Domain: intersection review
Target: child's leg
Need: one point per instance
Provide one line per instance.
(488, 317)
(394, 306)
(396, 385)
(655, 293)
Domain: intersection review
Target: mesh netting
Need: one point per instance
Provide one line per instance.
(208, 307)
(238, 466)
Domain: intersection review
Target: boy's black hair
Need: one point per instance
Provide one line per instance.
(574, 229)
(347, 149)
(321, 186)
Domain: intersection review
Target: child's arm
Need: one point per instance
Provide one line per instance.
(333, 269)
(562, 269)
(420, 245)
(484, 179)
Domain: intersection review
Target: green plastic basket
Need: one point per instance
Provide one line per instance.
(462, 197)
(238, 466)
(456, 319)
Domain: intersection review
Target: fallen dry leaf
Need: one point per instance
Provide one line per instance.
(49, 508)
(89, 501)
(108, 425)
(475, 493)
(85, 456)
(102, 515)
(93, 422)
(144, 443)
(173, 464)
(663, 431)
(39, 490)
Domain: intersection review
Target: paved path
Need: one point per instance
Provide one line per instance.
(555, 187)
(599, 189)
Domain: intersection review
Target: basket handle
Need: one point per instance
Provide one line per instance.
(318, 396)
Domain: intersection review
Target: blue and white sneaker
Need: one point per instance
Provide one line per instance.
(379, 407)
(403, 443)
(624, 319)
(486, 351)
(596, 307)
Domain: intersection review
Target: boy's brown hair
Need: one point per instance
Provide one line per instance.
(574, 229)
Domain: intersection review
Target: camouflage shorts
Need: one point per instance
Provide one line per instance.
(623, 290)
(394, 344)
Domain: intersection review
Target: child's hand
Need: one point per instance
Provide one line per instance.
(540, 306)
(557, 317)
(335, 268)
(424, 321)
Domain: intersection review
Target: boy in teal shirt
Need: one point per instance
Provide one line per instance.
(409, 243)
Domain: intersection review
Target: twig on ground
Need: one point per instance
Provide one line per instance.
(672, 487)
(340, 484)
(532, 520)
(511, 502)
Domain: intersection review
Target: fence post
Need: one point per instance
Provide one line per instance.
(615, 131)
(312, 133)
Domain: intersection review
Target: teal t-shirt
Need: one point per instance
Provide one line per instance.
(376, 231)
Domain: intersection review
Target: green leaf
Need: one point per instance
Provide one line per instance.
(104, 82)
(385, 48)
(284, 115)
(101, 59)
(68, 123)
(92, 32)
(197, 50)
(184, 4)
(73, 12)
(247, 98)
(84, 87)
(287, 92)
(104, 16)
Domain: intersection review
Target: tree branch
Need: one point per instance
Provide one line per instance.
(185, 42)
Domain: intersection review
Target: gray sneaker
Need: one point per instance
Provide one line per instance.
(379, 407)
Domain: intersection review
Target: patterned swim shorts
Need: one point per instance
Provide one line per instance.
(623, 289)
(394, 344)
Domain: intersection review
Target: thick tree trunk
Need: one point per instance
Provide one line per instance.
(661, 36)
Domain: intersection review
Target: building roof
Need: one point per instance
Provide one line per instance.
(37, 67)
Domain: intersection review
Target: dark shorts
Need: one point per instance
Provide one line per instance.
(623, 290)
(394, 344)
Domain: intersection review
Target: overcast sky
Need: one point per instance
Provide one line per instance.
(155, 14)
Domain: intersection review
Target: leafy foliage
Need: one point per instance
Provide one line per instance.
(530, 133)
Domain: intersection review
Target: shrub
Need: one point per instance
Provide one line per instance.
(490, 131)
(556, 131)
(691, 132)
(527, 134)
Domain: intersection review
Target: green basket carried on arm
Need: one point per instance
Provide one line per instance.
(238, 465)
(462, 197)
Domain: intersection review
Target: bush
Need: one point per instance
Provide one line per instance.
--
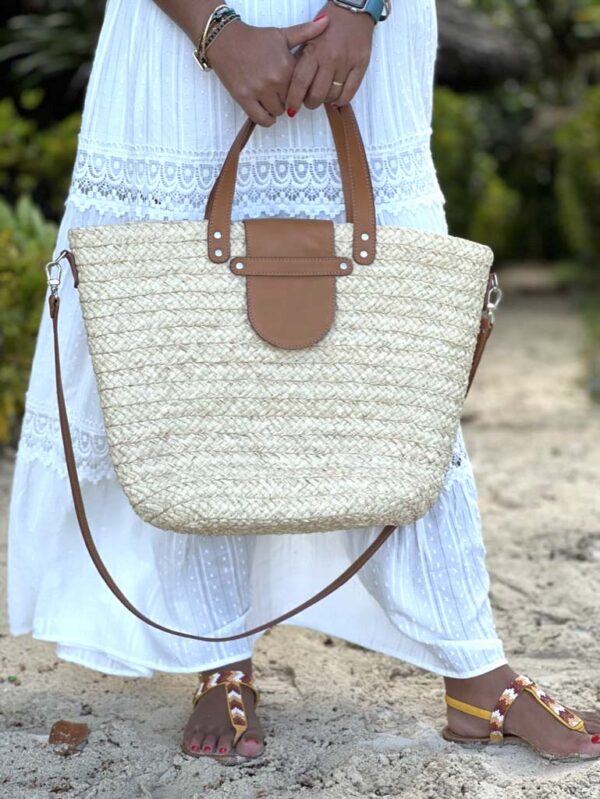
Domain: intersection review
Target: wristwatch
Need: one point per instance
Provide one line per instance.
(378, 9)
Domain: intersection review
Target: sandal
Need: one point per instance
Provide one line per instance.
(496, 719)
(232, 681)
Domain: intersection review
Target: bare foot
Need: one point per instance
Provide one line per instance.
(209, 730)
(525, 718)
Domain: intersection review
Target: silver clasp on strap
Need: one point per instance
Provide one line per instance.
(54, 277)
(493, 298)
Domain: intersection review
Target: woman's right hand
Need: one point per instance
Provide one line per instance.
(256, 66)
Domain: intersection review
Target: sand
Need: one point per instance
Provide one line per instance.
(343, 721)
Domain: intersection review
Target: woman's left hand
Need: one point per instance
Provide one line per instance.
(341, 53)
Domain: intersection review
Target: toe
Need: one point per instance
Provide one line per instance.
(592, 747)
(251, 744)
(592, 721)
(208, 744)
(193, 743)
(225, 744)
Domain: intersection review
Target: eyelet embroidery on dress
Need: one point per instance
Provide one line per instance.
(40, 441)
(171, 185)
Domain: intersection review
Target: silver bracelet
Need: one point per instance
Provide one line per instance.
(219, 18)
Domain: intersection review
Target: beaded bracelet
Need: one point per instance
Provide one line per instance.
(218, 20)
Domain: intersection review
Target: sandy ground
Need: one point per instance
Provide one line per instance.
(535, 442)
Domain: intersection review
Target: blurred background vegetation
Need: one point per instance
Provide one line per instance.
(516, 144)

**ABOUT THIS EXERCISE**.
For each line in the entries that contains the string "child", make a copy.

**EXERCISE OUTPUT**.
Target: child's leg
Target: child's arm
Target: child's hand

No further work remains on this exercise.